THE TASK: Report every line in the items below that contains the string "sleeve". Case counts.
— Start PROVIDED INFORMATION —
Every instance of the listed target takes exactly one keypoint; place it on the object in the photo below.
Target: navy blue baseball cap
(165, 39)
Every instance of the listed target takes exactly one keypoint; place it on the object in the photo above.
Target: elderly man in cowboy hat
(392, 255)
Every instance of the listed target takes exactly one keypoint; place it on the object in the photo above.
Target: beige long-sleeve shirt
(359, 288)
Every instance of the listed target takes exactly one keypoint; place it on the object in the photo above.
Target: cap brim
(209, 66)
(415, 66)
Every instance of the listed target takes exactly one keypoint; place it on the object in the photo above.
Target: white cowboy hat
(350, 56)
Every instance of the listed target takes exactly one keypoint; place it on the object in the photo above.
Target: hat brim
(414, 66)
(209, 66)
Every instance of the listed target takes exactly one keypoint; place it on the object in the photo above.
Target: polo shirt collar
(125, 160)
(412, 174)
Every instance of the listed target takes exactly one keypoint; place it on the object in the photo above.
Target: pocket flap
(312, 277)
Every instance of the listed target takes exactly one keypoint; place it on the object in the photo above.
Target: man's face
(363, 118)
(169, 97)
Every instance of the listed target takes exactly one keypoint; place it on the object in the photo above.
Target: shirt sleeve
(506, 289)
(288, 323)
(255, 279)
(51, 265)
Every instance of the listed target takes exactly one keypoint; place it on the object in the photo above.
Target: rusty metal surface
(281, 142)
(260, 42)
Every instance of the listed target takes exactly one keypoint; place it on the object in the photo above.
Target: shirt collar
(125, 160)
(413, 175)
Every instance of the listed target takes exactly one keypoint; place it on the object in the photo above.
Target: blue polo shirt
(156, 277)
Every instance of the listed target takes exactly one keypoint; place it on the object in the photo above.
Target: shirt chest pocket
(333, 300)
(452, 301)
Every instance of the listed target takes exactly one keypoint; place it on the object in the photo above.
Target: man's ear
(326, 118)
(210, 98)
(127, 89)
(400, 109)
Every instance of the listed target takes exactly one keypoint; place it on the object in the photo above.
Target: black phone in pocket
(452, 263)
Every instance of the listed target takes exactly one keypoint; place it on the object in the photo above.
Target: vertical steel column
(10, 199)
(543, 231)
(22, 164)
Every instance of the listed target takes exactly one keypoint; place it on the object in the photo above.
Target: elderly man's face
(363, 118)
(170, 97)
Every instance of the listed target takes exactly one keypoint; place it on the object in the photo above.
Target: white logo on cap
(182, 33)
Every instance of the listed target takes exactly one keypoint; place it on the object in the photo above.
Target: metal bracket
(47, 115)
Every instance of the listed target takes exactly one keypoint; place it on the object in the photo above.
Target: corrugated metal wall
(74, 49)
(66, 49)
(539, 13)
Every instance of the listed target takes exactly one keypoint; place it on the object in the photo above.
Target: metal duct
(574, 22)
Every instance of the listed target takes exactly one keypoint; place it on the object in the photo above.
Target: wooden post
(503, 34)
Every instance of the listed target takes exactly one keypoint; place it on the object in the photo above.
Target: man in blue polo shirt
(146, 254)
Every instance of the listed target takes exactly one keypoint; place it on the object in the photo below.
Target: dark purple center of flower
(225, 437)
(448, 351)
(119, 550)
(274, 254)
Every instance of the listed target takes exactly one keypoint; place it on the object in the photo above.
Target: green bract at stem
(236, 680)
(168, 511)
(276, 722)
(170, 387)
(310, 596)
— End PROVIDED INFORMATION —
EXERCISE RESULT:
Target: beige long-sleeve shirt
Target: shirt sleeve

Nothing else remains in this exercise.